■ Exercise goal ■
Turn the entries below, from the line containing "Can you find the yellow" down through the line containing "(1241, 312)", into a JSON list of strings with one string per line and no blank lines.

◇ ◇ ◇

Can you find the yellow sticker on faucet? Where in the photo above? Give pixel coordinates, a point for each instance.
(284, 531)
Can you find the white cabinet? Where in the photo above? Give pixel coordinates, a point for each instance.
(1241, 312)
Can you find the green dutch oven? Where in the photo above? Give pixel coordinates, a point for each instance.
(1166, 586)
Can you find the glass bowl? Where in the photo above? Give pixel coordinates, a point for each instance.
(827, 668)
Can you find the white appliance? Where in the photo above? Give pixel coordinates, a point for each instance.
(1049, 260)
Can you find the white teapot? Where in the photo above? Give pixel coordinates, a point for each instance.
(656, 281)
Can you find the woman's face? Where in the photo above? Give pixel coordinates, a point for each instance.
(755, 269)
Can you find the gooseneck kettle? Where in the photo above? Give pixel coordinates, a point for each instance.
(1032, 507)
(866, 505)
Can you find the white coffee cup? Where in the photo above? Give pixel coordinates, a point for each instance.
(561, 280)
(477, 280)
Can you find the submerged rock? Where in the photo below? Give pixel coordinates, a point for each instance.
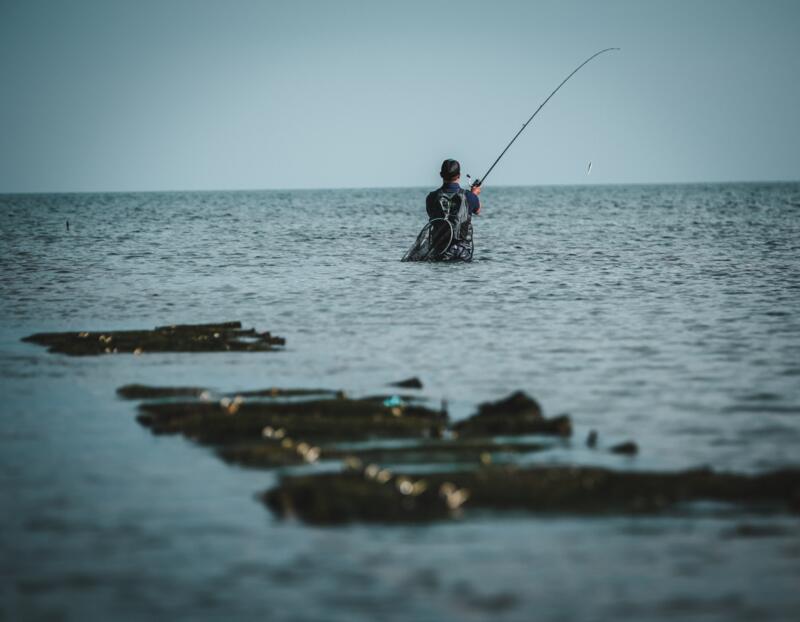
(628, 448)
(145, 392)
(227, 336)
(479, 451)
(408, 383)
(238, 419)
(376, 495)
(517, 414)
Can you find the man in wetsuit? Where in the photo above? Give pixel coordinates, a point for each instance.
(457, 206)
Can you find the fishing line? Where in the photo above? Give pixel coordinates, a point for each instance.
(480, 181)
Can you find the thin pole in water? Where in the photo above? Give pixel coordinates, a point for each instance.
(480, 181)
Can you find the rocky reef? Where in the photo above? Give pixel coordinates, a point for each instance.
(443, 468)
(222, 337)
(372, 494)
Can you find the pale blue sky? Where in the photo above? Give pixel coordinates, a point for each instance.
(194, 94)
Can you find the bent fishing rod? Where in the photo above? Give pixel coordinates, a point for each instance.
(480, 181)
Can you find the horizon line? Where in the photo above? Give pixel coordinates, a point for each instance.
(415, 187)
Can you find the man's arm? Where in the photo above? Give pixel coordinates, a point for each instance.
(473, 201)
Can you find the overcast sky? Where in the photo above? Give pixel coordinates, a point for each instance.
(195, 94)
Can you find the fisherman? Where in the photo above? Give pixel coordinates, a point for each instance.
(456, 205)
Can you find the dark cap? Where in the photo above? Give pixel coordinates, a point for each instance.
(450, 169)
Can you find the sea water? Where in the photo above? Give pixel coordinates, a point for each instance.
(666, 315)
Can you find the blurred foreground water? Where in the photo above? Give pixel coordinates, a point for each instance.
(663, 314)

◇ ◇ ◇

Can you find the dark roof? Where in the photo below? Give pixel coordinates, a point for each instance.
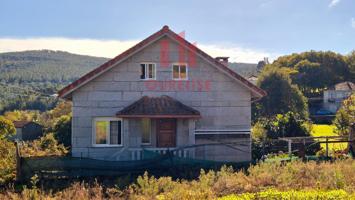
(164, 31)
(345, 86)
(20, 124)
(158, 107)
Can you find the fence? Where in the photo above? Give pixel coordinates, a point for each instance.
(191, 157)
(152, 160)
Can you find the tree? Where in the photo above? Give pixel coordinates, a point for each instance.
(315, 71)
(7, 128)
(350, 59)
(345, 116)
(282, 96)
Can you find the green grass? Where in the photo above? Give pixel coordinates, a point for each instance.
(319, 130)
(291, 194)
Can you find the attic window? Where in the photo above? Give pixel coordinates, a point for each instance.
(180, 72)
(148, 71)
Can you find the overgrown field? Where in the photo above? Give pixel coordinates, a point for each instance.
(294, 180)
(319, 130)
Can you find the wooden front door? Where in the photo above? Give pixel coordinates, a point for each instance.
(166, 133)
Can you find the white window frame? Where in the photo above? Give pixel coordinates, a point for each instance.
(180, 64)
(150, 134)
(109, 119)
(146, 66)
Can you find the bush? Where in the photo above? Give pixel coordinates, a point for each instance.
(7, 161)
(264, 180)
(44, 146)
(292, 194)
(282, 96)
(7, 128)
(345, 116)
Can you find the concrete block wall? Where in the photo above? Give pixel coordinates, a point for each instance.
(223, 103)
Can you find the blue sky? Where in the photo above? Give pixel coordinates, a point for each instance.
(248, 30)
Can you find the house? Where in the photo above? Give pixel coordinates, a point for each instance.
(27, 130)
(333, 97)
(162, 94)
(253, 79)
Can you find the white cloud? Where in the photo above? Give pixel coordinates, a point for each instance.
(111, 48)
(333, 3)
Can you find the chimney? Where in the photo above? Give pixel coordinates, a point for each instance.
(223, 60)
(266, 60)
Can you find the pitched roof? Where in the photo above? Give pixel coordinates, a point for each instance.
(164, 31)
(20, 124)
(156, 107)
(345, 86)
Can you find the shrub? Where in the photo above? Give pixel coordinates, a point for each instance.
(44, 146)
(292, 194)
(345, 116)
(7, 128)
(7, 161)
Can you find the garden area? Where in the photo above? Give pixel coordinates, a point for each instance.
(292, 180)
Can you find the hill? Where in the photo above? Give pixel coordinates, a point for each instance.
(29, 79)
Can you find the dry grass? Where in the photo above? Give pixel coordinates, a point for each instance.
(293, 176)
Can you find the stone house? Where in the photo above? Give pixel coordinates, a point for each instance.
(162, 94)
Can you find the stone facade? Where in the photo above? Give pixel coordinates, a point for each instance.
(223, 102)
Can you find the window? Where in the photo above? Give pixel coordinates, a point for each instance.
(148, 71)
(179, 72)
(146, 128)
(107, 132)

◇ ◇ ◇

■ Problem solution ■
[
  "Can you find the yellow sticker on faucet? Where in the photo above? Give pixel coordinates, a point for each instance.",
  "(284, 531)",
  "Can you find the white cabinet? Where in the photo above? Give pixel coordinates, a point for each instance.",
  "(1241, 312)"
]